## Extract provided
◇ ◇ ◇

H. All representations, warranties and covenants made in or in
connection with this Agreement shall continue in full force and effect during
and after the Term of this Agreement, it being agreed and understood that each
of such representations, warranties and covenants is of the essence of this
Agreement and the same shall be binding upon the Company and inure to the
Consultant, its successors and assigns.
14. Nondisclosure of Confidential Information.
A. As used in this Agreement, "Confidential Information" means
information which is presented to the Consultant by the Company or developed,
conceived or created by the Company, or disclosed to the Consultant or known by
or conceived or created by the Consultant during the Term, with respect to the
Company, its business or any of its products, processes, and other services
relating thereto relating to the past, present or future business of the Company
or any plans therefore, or relating to the past, present or future business of a
third party or plans therefore which are disclosed to the Consultant.
Confidential Information includes, but is not limited to, all documentation,
hardware and software relating thereto, and information and data in written,
graphic and/or machine readable form, products, processes and services, whether
or not patentable, trademarkable or copyrightable or otherwise protectable,
including, but not limited to, information with respect to discoveries;
know-how; ideas; computer programs, source codes and object codes; designs;
algorithms; processes and structures; product information; marketing
information; price lists; cost information; product contents and formulae;
manufacturing and production techniques and methods; research and development
information; lists of clients and vendors and other information relating
thereto; financial data and information; business plans and processes;
documentation with respect to any of the foregoing; and any other information of
the Company that the Company informs the Consultant or the Consultant should
know, by virtue of its position or the circumstances in which the Consultant
learned such other information, is to be kept confidential including, but not
limited to, any information acquired by the Consultant from any sources prior to
the commencement of the Consultant becoming a consultant to the Company.

◇ ◇ ◇

## To do
- a) According to the consulting agreement excerpt, during what period do all representations, warranties and covenants made in connection with the Agreement stay in full force and effect?
- b) Rewrite the stretch of the consulting agreement excerpt from "A. As used in" through "to the Consultant.", changing "Term" to "Engagement Period".
The data has no connection to the consulting agreement excerpt.

◇ ◇ ◇

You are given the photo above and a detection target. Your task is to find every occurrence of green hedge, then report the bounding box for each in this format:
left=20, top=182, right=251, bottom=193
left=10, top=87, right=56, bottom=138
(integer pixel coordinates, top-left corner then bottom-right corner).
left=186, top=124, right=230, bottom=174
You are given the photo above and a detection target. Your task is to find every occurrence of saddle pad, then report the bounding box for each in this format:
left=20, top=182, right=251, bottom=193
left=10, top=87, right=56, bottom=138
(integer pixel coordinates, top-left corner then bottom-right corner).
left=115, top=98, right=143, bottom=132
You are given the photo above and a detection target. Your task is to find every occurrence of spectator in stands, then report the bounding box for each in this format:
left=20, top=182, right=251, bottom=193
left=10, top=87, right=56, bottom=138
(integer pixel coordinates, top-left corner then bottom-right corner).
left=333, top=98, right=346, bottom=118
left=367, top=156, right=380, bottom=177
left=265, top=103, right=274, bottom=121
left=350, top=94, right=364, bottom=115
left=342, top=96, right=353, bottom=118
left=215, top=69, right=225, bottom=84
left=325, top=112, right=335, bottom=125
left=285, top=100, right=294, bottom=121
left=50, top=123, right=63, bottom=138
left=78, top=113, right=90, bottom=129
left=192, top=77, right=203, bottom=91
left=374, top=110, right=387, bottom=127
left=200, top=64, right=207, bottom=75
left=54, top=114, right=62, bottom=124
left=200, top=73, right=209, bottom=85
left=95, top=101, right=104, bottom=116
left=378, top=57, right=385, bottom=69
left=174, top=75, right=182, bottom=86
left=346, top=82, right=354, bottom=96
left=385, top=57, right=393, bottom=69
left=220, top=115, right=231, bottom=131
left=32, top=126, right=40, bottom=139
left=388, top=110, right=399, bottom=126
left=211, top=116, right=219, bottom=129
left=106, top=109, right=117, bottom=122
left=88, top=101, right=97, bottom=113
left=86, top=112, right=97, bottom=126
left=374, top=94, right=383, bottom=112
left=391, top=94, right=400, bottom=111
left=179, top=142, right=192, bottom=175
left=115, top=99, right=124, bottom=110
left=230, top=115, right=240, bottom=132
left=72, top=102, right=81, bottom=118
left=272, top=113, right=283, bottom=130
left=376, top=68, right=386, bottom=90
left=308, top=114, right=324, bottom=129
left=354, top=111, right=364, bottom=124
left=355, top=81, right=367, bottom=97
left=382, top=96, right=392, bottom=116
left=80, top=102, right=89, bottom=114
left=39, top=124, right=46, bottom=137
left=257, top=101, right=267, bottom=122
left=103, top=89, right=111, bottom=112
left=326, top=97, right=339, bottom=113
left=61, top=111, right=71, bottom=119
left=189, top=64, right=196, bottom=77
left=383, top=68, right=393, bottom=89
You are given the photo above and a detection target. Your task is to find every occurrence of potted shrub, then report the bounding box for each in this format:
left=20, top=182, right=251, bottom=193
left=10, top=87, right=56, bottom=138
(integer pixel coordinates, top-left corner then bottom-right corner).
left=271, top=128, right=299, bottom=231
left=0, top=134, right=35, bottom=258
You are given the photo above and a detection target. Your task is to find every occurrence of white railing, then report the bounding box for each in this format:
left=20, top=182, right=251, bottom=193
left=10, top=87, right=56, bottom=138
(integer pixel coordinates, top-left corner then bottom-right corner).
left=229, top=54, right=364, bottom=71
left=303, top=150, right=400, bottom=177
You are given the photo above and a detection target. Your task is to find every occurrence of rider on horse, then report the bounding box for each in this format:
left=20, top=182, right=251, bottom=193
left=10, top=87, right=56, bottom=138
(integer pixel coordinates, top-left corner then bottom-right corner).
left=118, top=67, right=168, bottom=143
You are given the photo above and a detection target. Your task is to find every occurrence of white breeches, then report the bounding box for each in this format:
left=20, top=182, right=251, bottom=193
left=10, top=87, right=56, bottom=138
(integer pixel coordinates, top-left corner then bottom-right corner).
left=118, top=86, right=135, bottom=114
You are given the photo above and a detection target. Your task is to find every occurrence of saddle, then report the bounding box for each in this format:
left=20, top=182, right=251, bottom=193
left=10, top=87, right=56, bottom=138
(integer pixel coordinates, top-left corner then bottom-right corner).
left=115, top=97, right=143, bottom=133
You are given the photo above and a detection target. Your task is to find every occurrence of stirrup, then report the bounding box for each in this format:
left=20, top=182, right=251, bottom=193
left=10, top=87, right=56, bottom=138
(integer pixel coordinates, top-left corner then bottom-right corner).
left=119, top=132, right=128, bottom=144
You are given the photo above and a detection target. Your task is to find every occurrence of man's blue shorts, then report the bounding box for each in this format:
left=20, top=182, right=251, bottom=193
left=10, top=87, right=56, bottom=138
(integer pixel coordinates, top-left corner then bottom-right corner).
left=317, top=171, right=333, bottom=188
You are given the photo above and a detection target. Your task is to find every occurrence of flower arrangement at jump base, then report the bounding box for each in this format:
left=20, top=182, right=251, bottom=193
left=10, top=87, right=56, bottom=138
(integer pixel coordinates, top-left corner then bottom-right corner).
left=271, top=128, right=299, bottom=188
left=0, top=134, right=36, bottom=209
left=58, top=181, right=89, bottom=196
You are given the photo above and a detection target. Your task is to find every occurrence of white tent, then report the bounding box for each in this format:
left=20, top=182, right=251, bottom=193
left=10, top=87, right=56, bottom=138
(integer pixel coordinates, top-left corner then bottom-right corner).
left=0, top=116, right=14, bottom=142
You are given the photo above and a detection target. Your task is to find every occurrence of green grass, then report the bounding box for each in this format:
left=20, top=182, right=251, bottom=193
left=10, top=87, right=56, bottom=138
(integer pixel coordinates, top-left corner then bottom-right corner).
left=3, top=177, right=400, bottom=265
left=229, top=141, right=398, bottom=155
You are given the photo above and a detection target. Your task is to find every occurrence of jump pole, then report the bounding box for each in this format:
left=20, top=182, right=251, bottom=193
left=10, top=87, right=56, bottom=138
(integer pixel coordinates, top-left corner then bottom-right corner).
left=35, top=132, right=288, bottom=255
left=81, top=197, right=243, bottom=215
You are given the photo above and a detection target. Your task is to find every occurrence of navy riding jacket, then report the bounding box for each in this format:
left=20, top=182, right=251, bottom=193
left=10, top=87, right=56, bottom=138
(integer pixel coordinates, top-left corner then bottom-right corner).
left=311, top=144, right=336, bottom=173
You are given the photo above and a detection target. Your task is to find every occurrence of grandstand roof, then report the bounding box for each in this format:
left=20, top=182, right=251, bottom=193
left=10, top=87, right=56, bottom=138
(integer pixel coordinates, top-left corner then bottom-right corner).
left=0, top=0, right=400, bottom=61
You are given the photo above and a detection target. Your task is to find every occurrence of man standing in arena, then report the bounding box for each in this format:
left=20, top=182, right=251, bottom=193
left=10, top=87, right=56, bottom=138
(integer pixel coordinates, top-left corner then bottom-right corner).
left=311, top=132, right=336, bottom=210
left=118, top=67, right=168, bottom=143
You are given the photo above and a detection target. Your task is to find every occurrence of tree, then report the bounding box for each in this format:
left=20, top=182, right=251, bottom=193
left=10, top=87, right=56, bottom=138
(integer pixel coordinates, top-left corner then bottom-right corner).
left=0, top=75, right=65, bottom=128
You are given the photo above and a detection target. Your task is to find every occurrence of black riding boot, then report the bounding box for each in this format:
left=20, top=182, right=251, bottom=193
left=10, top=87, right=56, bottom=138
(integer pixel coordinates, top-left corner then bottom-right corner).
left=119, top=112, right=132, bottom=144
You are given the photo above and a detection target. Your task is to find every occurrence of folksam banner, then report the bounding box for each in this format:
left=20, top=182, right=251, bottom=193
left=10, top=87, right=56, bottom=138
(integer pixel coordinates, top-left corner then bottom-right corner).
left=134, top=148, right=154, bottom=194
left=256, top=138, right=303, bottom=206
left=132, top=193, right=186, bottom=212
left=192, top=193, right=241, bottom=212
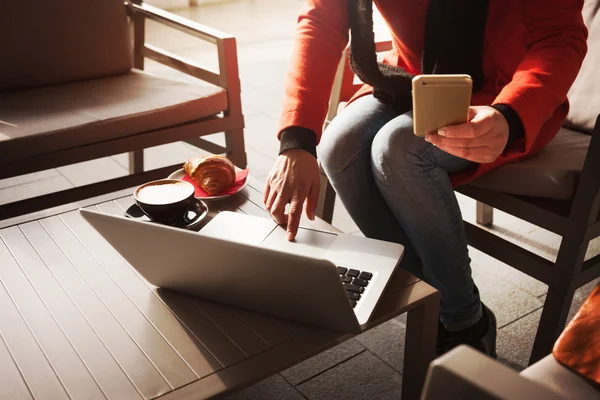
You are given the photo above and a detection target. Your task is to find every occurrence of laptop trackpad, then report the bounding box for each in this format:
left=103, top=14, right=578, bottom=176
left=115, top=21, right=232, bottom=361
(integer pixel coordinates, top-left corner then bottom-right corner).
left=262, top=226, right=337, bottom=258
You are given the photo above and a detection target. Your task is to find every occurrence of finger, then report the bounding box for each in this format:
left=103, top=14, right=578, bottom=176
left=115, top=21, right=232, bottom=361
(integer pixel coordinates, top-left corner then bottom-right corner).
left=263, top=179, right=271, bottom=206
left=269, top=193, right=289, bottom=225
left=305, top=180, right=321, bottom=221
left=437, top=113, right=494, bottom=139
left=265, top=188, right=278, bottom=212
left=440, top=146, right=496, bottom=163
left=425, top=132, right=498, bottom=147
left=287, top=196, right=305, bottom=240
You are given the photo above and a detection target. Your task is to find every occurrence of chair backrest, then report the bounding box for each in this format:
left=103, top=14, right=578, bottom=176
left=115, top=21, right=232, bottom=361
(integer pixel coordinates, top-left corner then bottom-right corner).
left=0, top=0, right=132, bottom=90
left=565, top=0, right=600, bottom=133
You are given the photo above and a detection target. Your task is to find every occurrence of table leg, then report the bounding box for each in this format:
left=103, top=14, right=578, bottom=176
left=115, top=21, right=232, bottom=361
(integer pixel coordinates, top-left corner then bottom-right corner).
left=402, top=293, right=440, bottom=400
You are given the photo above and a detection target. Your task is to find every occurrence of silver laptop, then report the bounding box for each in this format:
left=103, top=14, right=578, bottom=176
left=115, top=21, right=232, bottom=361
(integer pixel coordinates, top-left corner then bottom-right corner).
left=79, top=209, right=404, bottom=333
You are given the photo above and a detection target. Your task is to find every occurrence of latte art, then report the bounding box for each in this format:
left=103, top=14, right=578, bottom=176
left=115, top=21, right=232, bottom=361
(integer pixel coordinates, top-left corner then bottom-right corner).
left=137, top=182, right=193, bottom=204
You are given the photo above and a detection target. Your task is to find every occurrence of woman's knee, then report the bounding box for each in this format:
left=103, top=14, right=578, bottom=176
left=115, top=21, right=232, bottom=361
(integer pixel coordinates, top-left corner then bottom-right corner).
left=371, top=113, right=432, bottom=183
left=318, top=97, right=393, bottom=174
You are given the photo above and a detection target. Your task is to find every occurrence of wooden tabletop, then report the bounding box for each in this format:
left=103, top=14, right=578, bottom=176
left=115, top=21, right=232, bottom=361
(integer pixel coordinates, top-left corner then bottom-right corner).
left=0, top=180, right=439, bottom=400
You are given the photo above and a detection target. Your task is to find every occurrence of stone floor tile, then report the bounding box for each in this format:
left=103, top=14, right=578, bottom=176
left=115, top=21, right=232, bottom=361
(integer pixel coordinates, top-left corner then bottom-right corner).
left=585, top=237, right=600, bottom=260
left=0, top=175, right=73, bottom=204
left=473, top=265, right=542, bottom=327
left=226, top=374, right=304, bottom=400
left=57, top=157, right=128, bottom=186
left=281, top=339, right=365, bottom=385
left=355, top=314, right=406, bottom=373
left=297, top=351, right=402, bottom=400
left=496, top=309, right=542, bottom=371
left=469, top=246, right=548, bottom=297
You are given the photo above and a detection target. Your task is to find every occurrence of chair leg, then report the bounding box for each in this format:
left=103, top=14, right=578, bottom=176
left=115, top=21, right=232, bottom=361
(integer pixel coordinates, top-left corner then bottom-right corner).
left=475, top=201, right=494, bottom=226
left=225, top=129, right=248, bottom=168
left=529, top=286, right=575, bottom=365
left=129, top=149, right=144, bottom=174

◇ ◇ ◇

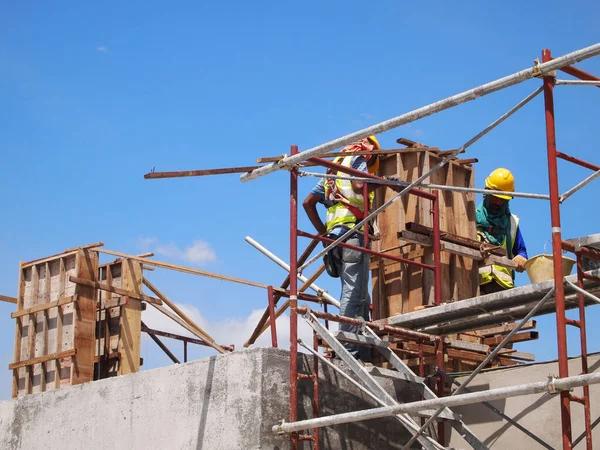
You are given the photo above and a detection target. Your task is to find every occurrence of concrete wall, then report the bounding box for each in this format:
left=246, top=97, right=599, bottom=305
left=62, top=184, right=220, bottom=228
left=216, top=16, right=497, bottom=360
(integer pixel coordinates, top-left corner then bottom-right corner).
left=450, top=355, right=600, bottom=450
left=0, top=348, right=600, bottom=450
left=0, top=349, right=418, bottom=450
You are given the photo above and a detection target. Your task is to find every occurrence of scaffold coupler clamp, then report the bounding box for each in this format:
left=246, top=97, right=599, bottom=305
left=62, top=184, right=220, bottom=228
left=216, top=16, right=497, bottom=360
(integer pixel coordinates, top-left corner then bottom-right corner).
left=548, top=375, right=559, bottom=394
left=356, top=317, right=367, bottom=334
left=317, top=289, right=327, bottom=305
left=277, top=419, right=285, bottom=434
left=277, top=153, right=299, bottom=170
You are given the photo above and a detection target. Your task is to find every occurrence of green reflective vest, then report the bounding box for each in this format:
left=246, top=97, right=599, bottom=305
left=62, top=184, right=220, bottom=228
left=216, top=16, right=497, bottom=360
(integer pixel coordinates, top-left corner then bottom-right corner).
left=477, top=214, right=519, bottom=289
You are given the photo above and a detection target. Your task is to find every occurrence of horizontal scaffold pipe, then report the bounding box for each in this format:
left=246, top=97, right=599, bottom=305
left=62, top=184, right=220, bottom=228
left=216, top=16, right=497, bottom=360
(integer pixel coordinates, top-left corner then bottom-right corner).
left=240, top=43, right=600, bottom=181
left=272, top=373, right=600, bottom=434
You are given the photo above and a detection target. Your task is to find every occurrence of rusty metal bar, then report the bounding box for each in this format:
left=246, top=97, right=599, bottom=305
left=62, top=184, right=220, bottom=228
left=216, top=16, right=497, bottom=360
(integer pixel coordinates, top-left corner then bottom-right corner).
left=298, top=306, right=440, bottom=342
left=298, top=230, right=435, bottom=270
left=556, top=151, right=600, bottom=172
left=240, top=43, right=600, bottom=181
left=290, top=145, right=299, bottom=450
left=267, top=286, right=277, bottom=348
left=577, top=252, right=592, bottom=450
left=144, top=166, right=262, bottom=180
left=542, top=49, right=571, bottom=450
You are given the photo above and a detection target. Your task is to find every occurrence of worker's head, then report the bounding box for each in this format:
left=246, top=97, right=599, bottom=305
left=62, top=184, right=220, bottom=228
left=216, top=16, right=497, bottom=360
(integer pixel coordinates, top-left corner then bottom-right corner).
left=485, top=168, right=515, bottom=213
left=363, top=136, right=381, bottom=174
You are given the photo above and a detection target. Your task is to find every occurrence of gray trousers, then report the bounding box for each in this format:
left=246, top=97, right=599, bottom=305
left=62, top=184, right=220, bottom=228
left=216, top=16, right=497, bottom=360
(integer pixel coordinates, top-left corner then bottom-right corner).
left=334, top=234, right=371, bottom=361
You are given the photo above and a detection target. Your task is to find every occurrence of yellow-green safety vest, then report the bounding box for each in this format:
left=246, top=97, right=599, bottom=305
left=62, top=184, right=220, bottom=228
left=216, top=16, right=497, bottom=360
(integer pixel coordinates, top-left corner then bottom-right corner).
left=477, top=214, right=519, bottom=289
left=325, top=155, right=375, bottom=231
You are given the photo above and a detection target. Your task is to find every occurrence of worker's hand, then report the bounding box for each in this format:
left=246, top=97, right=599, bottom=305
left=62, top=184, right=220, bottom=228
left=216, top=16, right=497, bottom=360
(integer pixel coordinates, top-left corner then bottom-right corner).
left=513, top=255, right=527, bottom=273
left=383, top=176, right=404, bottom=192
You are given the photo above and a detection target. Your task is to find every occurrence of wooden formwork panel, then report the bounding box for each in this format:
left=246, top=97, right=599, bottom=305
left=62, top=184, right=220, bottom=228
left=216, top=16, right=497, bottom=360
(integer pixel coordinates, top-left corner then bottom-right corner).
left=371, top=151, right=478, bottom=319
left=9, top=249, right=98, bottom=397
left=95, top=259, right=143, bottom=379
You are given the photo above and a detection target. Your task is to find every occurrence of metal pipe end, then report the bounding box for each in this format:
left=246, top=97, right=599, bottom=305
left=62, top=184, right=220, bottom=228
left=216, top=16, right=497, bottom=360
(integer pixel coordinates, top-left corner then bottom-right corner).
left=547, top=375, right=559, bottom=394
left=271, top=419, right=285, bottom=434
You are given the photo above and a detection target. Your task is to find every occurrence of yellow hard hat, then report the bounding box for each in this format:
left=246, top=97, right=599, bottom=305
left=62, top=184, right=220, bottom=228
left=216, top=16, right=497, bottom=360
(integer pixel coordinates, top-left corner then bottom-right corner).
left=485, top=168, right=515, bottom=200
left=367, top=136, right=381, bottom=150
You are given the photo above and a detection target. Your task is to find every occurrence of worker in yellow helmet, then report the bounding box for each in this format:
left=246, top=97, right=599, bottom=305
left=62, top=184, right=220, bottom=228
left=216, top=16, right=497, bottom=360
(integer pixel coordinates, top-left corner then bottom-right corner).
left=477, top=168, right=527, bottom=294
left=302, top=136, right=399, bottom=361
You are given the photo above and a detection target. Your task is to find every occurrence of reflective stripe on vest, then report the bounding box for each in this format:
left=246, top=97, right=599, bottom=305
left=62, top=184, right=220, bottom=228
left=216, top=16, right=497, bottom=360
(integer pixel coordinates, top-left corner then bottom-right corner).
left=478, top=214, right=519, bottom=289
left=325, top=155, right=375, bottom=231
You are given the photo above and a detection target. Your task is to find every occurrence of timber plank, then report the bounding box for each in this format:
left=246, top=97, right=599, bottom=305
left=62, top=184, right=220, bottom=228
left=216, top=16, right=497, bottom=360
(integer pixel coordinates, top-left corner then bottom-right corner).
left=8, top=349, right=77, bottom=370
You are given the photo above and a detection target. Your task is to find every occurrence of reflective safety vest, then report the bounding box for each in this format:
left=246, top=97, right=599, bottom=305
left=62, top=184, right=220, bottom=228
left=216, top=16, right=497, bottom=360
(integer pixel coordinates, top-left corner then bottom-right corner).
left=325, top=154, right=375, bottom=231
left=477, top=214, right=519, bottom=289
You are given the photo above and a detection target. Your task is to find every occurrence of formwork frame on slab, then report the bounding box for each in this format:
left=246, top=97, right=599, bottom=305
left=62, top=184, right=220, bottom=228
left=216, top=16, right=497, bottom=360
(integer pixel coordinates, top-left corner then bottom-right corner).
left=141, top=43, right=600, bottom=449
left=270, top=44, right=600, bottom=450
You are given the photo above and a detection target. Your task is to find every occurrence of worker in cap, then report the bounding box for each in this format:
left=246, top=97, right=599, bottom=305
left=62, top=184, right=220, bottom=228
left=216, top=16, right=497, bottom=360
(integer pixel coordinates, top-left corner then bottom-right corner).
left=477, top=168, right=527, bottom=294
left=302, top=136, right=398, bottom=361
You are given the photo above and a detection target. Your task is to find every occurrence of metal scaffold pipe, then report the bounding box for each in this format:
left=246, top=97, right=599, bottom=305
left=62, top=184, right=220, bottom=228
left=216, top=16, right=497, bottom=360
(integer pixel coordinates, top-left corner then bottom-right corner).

◇ ◇ ◇

## Exercise results
- a) They stay in full force and effect during and after the Term of the Agreement.

- b)
A. As used in this Agreement, "Confidential Information" means
information which is presented to the Consultant by the Company or developed,
conceived or created by the Company, or disclosed to the Consultant or known by
or conceived or created by the Consultant during the Engagement Period, with respect to the
Company, its business or any of its products, processes, and other services
relating thereto relating to the past, present or future business of the Company
or any plans therefore, or relating to the past, present or future business of a
third party or plans therefore which are disclosed to the Consultant.